What you are asked to do ▸
Reproduce every row below verbatim, with no changes to wording, numbers, spacing, or punctuation.

The input ▸

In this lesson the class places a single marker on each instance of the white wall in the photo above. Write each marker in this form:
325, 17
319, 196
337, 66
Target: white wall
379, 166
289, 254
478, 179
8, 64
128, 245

Answer to this exercise ▸
In this lesson the class places a single marker on each instance of the white wall in the photo above. Write each marker in this form:
325, 17
319, 196
337, 66
Target: white wall
379, 166
289, 254
478, 179
8, 64
128, 245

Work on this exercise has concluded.